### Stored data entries
==================================================

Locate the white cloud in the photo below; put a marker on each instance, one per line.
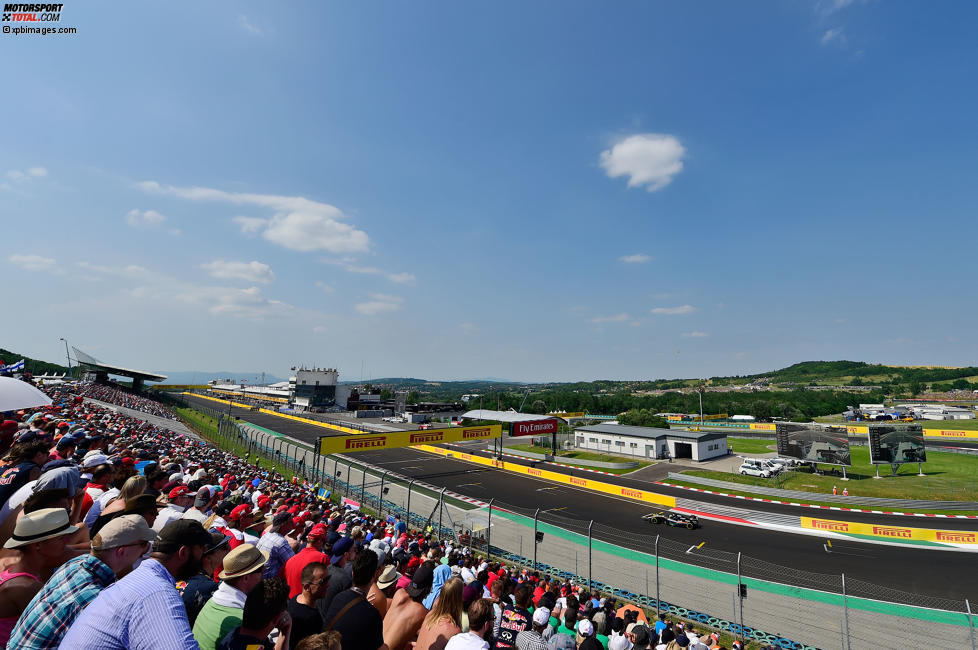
(19, 176)
(637, 258)
(617, 318)
(247, 271)
(137, 218)
(248, 27)
(36, 263)
(298, 223)
(649, 159)
(674, 311)
(381, 303)
(250, 225)
(833, 35)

==================================================

Render every line of the data above as a Markdown table with the columns "Number" and "Text", skipping blank lines. Leave the pictures out of the table.

### Finished exercise
| Number | Text |
|---|---|
| 1 | Locate the white cloud in the photo below; put a marker on each instance, one per line. |
| 2 | (19, 176) |
| 3 | (637, 258) |
| 4 | (617, 318) |
| 5 | (247, 271) |
| 6 | (137, 218) |
| 7 | (248, 27) |
| 8 | (36, 263) |
| 9 | (298, 223) |
| 10 | (649, 159) |
| 11 | (674, 311) |
| 12 | (381, 303) |
| 13 | (250, 225) |
| 14 | (833, 35) |